ASSIGNMENT:
Retyping the records exactly, down to the last line, is the whole job.

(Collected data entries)
# # # # #

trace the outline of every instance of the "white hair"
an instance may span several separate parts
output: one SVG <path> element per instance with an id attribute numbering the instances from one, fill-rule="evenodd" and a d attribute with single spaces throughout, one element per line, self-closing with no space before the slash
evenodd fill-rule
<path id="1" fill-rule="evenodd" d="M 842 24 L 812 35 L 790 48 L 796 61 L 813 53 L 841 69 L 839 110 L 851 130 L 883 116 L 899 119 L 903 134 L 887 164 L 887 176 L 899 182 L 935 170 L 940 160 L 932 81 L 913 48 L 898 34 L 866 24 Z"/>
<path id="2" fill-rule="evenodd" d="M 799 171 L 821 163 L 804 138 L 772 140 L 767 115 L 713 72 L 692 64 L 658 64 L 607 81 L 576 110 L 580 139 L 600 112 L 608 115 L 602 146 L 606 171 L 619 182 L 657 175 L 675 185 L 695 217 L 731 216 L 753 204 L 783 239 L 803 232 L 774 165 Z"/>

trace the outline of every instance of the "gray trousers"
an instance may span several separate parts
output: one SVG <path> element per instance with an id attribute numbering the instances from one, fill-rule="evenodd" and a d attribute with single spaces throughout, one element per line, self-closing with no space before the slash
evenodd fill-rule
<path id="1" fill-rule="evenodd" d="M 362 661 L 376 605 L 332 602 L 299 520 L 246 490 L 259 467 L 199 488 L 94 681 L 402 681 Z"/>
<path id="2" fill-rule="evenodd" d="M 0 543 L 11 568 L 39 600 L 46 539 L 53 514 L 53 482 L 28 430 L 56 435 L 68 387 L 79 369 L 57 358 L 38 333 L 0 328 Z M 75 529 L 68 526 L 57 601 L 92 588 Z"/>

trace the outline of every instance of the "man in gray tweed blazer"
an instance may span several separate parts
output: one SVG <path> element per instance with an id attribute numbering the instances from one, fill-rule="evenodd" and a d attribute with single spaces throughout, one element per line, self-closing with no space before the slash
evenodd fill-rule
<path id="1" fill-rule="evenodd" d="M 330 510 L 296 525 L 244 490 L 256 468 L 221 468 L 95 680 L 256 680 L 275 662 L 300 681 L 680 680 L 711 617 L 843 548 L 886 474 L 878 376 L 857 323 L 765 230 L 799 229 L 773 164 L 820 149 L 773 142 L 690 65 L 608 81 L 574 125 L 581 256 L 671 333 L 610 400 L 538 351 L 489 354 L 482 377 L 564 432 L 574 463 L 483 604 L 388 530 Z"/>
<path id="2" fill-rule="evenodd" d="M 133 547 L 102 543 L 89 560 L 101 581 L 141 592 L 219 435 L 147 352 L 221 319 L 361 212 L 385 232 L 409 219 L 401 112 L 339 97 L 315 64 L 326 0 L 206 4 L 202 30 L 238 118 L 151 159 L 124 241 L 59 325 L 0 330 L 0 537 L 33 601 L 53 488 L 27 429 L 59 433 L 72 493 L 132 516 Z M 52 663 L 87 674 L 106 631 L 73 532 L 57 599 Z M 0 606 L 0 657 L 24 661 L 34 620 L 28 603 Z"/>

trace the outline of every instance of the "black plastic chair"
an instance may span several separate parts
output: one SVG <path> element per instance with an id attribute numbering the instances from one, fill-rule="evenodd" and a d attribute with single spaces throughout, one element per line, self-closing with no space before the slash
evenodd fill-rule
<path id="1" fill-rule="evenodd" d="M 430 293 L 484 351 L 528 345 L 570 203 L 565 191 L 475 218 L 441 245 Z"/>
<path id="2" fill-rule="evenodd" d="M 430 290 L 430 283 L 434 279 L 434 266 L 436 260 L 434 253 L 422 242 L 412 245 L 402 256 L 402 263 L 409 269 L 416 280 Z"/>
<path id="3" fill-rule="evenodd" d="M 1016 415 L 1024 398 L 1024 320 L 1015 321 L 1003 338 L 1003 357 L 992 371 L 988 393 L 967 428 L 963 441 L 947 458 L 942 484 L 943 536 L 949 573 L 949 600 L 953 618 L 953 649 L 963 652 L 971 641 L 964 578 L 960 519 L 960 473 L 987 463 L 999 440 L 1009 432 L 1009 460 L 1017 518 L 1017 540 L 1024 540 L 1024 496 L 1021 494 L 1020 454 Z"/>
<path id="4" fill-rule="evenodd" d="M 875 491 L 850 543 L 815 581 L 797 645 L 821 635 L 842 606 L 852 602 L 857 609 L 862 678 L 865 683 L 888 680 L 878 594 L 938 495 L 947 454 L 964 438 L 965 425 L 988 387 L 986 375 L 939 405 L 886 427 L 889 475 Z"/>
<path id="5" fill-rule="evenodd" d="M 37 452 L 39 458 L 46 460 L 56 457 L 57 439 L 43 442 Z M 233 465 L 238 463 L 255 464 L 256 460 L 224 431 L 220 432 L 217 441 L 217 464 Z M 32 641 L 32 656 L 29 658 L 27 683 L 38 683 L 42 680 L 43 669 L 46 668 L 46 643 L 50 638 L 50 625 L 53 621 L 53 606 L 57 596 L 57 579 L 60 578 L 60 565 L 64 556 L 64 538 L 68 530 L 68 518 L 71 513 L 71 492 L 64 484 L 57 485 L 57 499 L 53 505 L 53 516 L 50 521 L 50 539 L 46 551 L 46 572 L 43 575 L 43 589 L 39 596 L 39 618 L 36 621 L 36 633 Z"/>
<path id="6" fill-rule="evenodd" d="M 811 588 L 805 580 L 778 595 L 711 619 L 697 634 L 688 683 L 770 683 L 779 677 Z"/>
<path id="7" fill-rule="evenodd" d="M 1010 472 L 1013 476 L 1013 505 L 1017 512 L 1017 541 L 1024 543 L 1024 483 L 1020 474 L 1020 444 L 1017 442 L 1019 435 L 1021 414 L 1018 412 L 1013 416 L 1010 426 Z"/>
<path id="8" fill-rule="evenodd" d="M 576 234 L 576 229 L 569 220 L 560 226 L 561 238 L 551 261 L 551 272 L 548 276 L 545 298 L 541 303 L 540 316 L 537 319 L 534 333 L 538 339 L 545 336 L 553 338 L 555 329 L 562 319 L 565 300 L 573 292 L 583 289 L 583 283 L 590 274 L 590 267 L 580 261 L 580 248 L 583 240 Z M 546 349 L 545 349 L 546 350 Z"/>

# # # # #

ANSWER TO THIS PROBLEM:
trace the outline of every instance of the "white hair"
an instance may span several separate parts
output: one SVG <path> element per instance with an id attribute numbering the instances from one, fill-rule="evenodd" and a d attribute with single spaces throughout, one element per line, self-closing with no space before the slash
evenodd fill-rule
<path id="1" fill-rule="evenodd" d="M 842 24 L 812 35 L 790 48 L 796 61 L 813 53 L 841 69 L 839 110 L 851 130 L 883 116 L 899 119 L 903 134 L 887 164 L 887 176 L 899 182 L 935 170 L 940 160 L 932 81 L 913 48 L 898 34 L 866 24 Z"/>
<path id="2" fill-rule="evenodd" d="M 799 171 L 821 163 L 804 138 L 772 140 L 767 115 L 713 72 L 692 64 L 658 64 L 607 81 L 576 110 L 580 139 L 600 112 L 608 115 L 602 146 L 606 171 L 619 182 L 657 175 L 675 185 L 695 217 L 731 216 L 753 204 L 783 239 L 803 232 L 774 165 Z"/>

trace the outline of every instance of the "gray trousers"
an instance may span several separate parts
output: one SVG <path> element per instance with an id attribute numbering the instances from one, fill-rule="evenodd" and a d attribute with single spaces throughout, one element per line, self-closing with no space before the slash
evenodd fill-rule
<path id="1" fill-rule="evenodd" d="M 362 661 L 376 605 L 332 602 L 299 520 L 246 490 L 259 467 L 199 488 L 94 681 L 402 681 Z"/>
<path id="2" fill-rule="evenodd" d="M 0 543 L 11 568 L 39 600 L 46 539 L 53 514 L 53 482 L 28 430 L 56 435 L 68 387 L 79 369 L 57 358 L 38 333 L 0 328 Z M 75 529 L 68 526 L 57 601 L 92 588 Z"/>

trace the outline of every instance of the "man in gray tweed blazer"
an instance may span several separate parts
output: one SVG <path> element per instance with an id attribute numbering the instances from one, fill-rule="evenodd" and a d attribute with single spaces throughout, one element per line, self-closing with no space before the slash
evenodd fill-rule
<path id="1" fill-rule="evenodd" d="M 330 510 L 296 525 L 244 490 L 256 468 L 221 468 L 95 680 L 256 680 L 275 662 L 300 681 L 680 680 L 711 617 L 843 548 L 886 474 L 878 376 L 857 323 L 765 230 L 799 229 L 773 164 L 820 149 L 773 142 L 690 65 L 608 81 L 574 125 L 581 256 L 671 333 L 610 400 L 538 351 L 489 354 L 482 377 L 564 432 L 574 463 L 483 604 L 388 530 Z"/>
<path id="2" fill-rule="evenodd" d="M 133 547 L 102 543 L 89 560 L 101 581 L 141 592 L 219 435 L 147 352 L 221 319 L 361 212 L 385 232 L 409 219 L 401 112 L 339 97 L 315 64 L 326 0 L 206 4 L 202 30 L 238 118 L 151 159 L 124 241 L 59 325 L 0 330 L 0 537 L 33 601 L 53 488 L 27 429 L 59 433 L 72 493 L 132 516 Z M 52 663 L 87 674 L 106 631 L 73 532 L 57 599 Z M 0 606 L 0 657 L 24 661 L 34 620 L 28 603 Z"/>

trace the outline of every instance of the "black plastic chair"
an instance may span several separate parts
output: one SVG <path> element per instance with an id attribute numbering the instances from one, fill-rule="evenodd" and a d attribute with single spaces throughout, one element per line, self-closing with no space before the slash
evenodd fill-rule
<path id="1" fill-rule="evenodd" d="M 430 293 L 484 351 L 528 345 L 570 203 L 565 191 L 475 218 L 441 245 Z"/>
<path id="2" fill-rule="evenodd" d="M 430 290 L 430 283 L 434 279 L 434 266 L 436 260 L 434 253 L 422 242 L 412 245 L 402 256 L 402 263 L 409 269 L 416 280 Z"/>
<path id="3" fill-rule="evenodd" d="M 1016 415 L 1024 398 L 1024 320 L 1015 321 L 1003 338 L 1003 357 L 992 371 L 988 393 L 967 428 L 963 441 L 947 458 L 942 484 L 943 536 L 949 573 L 949 600 L 953 618 L 953 649 L 963 652 L 971 641 L 964 578 L 960 519 L 960 473 L 987 463 L 999 440 L 1009 432 L 1009 460 L 1017 518 L 1017 540 L 1024 540 L 1024 496 L 1021 494 L 1020 454 Z"/>
<path id="4" fill-rule="evenodd" d="M 875 491 L 850 543 L 815 581 L 797 645 L 821 635 L 842 606 L 852 602 L 857 609 L 862 678 L 865 683 L 888 680 L 878 594 L 938 495 L 947 454 L 964 438 L 965 425 L 988 387 L 986 375 L 939 405 L 886 427 L 889 475 Z"/>
<path id="5" fill-rule="evenodd" d="M 37 452 L 39 458 L 46 460 L 56 457 L 57 439 L 43 442 Z M 233 465 L 238 463 L 255 464 L 256 460 L 224 431 L 220 432 L 217 441 L 217 464 Z M 32 641 L 32 656 L 29 658 L 27 683 L 38 683 L 42 680 L 43 669 L 46 668 L 46 643 L 50 638 L 50 625 L 53 621 L 53 606 L 57 596 L 57 579 L 60 578 L 60 565 L 64 556 L 64 538 L 68 530 L 68 518 L 71 513 L 71 492 L 64 484 L 57 485 L 57 499 L 53 505 L 53 516 L 50 521 L 50 539 L 46 551 L 46 572 L 43 575 L 43 589 L 39 596 L 39 618 L 36 621 L 36 633 Z"/>
<path id="6" fill-rule="evenodd" d="M 811 588 L 805 580 L 778 595 L 711 619 L 697 634 L 688 683 L 770 683 L 779 677 Z"/>
<path id="7" fill-rule="evenodd" d="M 1010 472 L 1013 476 L 1013 505 L 1017 512 L 1017 541 L 1024 543 L 1024 483 L 1020 474 L 1020 444 L 1017 442 L 1019 435 L 1021 414 L 1018 412 L 1013 416 L 1010 426 Z"/>
<path id="8" fill-rule="evenodd" d="M 576 234 L 576 229 L 569 220 L 560 226 L 561 238 L 551 261 L 551 272 L 548 276 L 545 298 L 541 303 L 540 316 L 537 319 L 534 333 L 538 339 L 545 336 L 553 338 L 555 329 L 562 319 L 565 300 L 573 292 L 583 289 L 583 283 L 590 274 L 590 267 L 580 261 L 580 248 L 583 240 Z M 546 349 L 545 349 L 546 350 Z"/>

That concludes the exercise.